_REQUEST_: Format the lines of the material below as a JSON list of strings, one string per line, omitting blank lines. Leave the picture markers out.

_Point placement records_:
# # # # #

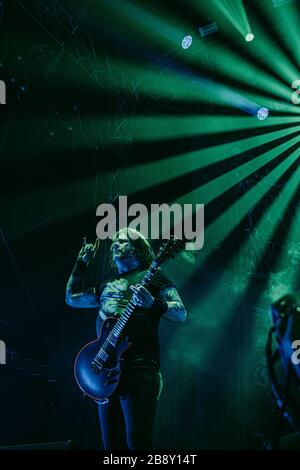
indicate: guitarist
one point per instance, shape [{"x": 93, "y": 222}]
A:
[{"x": 127, "y": 417}]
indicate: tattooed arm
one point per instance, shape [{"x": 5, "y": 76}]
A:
[{"x": 176, "y": 310}]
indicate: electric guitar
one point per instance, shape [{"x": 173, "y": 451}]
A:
[{"x": 97, "y": 365}]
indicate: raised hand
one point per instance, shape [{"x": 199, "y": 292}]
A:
[{"x": 88, "y": 250}]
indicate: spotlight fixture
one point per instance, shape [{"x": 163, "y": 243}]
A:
[
  {"x": 262, "y": 114},
  {"x": 249, "y": 37},
  {"x": 186, "y": 42}
]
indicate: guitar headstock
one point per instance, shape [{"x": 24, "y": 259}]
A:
[{"x": 169, "y": 249}]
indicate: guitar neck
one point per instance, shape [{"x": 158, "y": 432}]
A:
[{"x": 130, "y": 307}]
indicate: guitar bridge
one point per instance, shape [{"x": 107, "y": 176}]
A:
[{"x": 95, "y": 367}]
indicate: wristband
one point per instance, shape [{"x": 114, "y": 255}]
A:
[
  {"x": 80, "y": 268},
  {"x": 160, "y": 305}
]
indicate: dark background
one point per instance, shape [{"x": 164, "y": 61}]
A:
[{"x": 55, "y": 169}]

# # # # #

_THE SOLUTION_:
[
  "indicate: guitarist",
  "one point per instance, shape [{\"x\": 93, \"y\": 222}]",
  "A:",
  "[{\"x\": 127, \"y\": 417}]",
  "indicate: tattooed arm",
  "one point per instance, shape [{\"x\": 5, \"y\": 76}]",
  "A:",
  "[{\"x\": 176, \"y\": 310}]",
  "indicate: electric guitar",
  "one point per instance, shape [{\"x\": 173, \"y\": 451}]",
  "A:",
  "[{\"x\": 97, \"y\": 365}]",
  "indicate: raised hand",
  "one point per instance, shape [{\"x\": 199, \"y\": 292}]",
  "A:",
  "[{\"x\": 88, \"y\": 250}]",
  "indicate: spotlight fixture",
  "one point per instance, shape [{\"x\": 163, \"y\": 243}]",
  "A:",
  "[",
  "  {\"x\": 262, \"y\": 114},",
  "  {\"x\": 249, \"y\": 37},",
  "  {\"x\": 186, \"y\": 42}",
  "]",
  "indicate: guitar headstock",
  "one point per instance, shape [{\"x\": 24, \"y\": 259}]",
  "A:",
  "[{\"x\": 169, \"y\": 249}]",
  "indicate: guitar neck",
  "one point per instance, shape [{\"x\": 158, \"y\": 432}]",
  "A:",
  "[{\"x\": 130, \"y\": 307}]",
  "indicate: guitar bridge",
  "one point per instance, shape [{\"x\": 107, \"y\": 176}]",
  "A:",
  "[{\"x\": 95, \"y\": 367}]",
  "indicate: wristband",
  "one point per instance, shape [{\"x\": 114, \"y\": 255}]",
  "A:",
  "[",
  "  {\"x\": 80, \"y\": 268},",
  "  {\"x\": 160, \"y\": 305}",
  "]",
  "indicate: dark background",
  "one point per instance, shape [{\"x\": 164, \"y\": 61}]",
  "A:",
  "[{\"x\": 55, \"y\": 169}]"
]